_CHALLENGE_. Arrange the records below as a Markdown table with two columns, "No." and "Text", giving each line its own numbered row and skipping blank lines. Begin at the line that contains "[spot] the chimpanzee's face", go through the end of the records, and leave the pictures out.

## Begin

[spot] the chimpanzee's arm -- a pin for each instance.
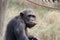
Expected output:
(19, 32)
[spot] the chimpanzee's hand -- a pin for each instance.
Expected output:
(32, 38)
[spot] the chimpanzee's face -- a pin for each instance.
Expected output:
(30, 19)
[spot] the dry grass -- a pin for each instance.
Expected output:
(48, 27)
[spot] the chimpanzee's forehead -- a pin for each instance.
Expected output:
(29, 12)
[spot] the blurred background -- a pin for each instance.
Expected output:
(48, 17)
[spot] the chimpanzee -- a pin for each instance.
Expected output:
(17, 27)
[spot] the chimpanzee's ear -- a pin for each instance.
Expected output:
(21, 14)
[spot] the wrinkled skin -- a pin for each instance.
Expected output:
(17, 27)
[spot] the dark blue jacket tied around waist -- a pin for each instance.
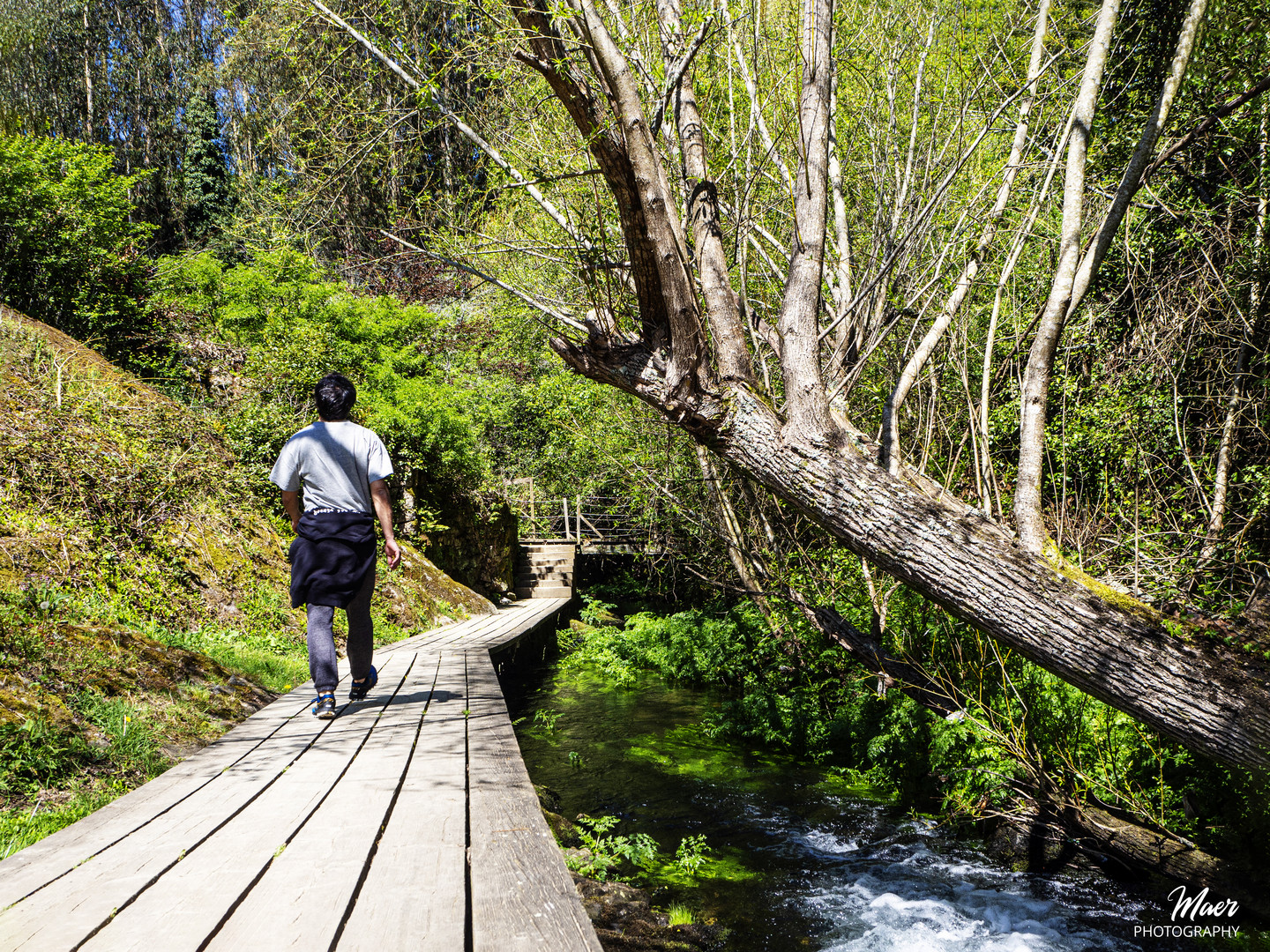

## End

_FINISHED ANSWER_.
| No. | Text |
|---|---|
| 1 | [spot] the chimpanzee's face -- a pin for each instance. |
| 2 | Expected output: |
| 3 | (30, 19) |
| 4 | [spot] the dry grass -- a pin for each instance. |
| 5 | Expected output: |
| 6 | (48, 27) |
| 7 | [spot] the chimpanzee's forehead -- a pin for each instance. |
| 8 | Expected output: |
| 9 | (29, 12) |
| 10 | [spot] the blurred background -- a pin for each instance. |
| 11 | Expected output: |
| 12 | (48, 17) |
| 13 | [spot] the chimpanzee -- a pin for each instance. |
| 14 | Expected output: |
| 15 | (17, 27) |
| 16 | [spot] the chimpanzee's ear -- a pin for each instance. |
| 17 | Expected output: |
| 18 | (21, 14) |
| 19 | [spot] the wrinkled skin -- a pin for each instance. |
| 20 | Expected output: |
| 21 | (17, 27) |
| 22 | [spot] the dark blue jacket tied around waist -- a pin for each instance. |